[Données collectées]
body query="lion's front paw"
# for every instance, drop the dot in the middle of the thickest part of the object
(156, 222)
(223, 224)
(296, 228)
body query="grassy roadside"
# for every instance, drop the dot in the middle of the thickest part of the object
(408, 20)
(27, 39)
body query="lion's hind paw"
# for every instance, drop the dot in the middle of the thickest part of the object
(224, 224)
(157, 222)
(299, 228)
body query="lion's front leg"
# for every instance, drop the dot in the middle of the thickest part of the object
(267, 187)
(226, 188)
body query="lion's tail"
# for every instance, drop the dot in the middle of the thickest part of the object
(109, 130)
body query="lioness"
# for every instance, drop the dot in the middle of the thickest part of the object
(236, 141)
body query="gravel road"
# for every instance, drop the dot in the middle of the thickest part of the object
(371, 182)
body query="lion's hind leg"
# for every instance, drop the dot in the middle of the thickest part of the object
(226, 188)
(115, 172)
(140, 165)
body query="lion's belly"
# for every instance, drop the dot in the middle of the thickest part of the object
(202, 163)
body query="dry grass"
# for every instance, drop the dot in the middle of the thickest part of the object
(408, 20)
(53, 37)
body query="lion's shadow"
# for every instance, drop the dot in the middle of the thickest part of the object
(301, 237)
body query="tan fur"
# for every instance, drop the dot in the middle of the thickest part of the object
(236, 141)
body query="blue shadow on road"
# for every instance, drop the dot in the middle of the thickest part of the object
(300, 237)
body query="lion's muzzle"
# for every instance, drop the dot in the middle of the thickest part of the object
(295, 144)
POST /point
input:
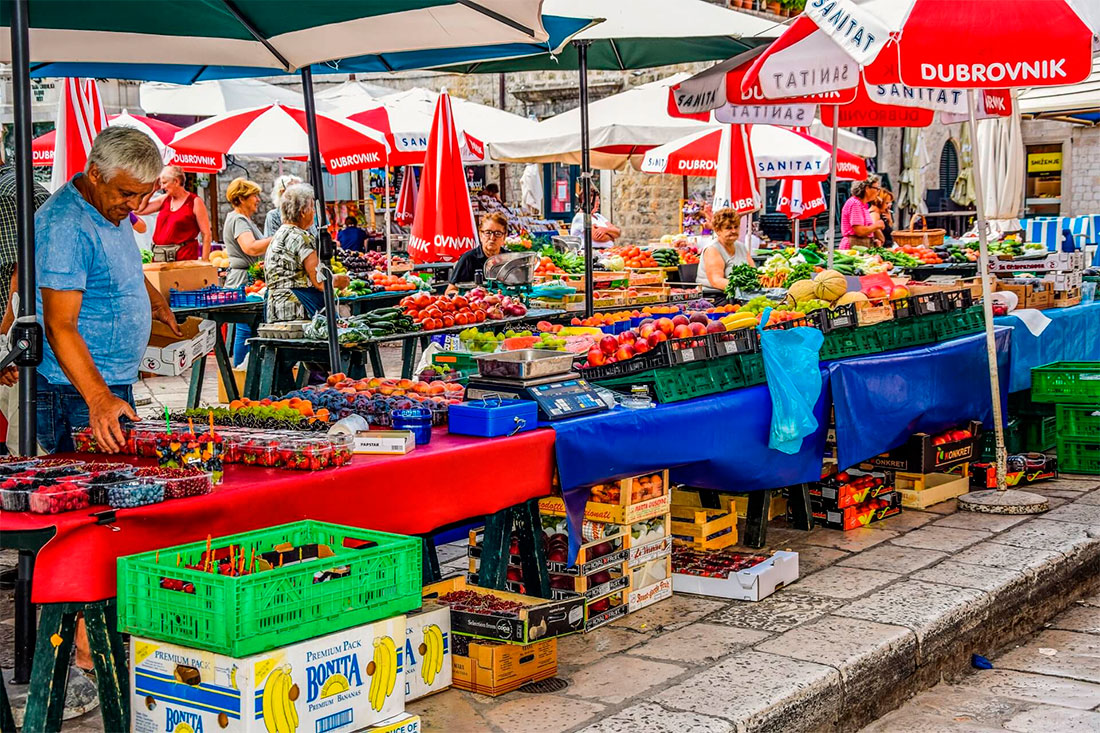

[PROBLÈME COURT] Relevez et recopiez chaque ligne des items ci-dessus contenant la chaîne « front », en respectant la casse.

[CORRIGÉ]
body query="lion's front paw"
body query="lion's front leg"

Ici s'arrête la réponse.